> **Exercise passage**
☆ ☆ ☆ ☆ ☆ ☆ ☆

Elon Musk leaned on Tesla’s board to arrange another massive stock award for him years after he sold a significant chunk of his shares in the company to acquire Twitter.
In one of several posts on the topic, Musk wrote that unless he has roughly 25% voting control at Tesla, he’d prefer to build artificial intelligence and robotics products elsewhere. While he remains the carmaker’s biggest shareholder with an almost 13% stake, he sold almost $40 billion worth of stock in 2022 to help fund his Twitter purchase.
Musk, 52, praised Tesla’s board in other posts and said directors were waiting for a Delaware Chancery Court ruling before preparing another compensation plan. Judge Kathaleen St. J. McCormick — who also presided over Musk’s ill-fated attempt to get out of the Twitter deal — will decide a case brought by a Tesla shareholder who alleges Tesla’s board failed to exercise independence from Musk as it drew up his $55 billion performance award in 2018.

☆ ☆ ☆ ☆ ☆ ☆ ☆

> **Dataset records**
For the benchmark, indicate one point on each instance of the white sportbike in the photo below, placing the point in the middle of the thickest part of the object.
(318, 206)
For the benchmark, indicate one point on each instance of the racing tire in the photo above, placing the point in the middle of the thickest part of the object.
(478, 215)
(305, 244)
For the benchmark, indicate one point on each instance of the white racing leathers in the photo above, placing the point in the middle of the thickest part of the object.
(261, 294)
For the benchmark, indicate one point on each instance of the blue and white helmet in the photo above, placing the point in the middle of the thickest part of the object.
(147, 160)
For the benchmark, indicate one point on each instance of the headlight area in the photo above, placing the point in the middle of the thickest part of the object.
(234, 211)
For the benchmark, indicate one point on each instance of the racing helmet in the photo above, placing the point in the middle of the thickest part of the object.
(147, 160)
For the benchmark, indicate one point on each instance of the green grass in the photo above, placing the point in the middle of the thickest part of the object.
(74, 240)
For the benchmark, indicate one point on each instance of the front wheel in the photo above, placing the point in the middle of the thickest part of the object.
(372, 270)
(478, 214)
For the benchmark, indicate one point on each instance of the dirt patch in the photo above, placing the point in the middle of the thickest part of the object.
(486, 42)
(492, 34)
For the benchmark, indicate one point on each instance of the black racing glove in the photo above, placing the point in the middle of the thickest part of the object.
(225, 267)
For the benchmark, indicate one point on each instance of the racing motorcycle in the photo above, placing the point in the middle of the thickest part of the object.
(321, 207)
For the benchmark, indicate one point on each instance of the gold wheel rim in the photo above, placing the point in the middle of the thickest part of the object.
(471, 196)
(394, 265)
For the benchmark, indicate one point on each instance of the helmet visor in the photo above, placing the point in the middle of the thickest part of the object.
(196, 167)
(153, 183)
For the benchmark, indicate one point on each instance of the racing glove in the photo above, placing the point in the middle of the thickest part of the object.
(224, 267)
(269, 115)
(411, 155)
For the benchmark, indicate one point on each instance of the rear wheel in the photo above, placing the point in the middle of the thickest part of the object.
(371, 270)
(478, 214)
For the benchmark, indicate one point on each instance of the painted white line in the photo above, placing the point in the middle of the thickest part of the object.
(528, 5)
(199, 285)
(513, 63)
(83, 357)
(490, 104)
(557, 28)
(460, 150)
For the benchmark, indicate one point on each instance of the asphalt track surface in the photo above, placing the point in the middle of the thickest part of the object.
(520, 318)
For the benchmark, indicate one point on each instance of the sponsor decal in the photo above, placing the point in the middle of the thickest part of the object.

☆ ☆ ☆ ☆ ☆ ☆ ☆

Quote the entire news passage above about Elon Musk and Tesla's board, word for word.

> **Written answer**
Elon Musk leaned on Tesla’s board to arrange another massive stock award for him years after he sold a significant chunk of his shares in the company to acquire Twitter.
In one of several posts on the topic, Musk wrote that unless he has roughly 25% voting control at Tesla, he’d prefer to build artificial intelligence and robotics products elsewhere. While he remains the carmaker’s biggest shareholder with an almost 13% stake, he sold almost $40 billion worth of stock in 2022 to help fund his Twitter purchase.
Musk, 52, praised Tesla’s board in other posts and said directors were waiting for a Delaware Chancery Court ruling before preparing another compensation plan. Judge Kathaleen St. J. McCormick — who also presided over Musk’s ill-fated attempt to get out of the Twitter deal — will decide a case brought by a Tesla shareholder who alleges Tesla’s board failed to exercise independence from Musk as it drew up his $55 billion performance award in 2018.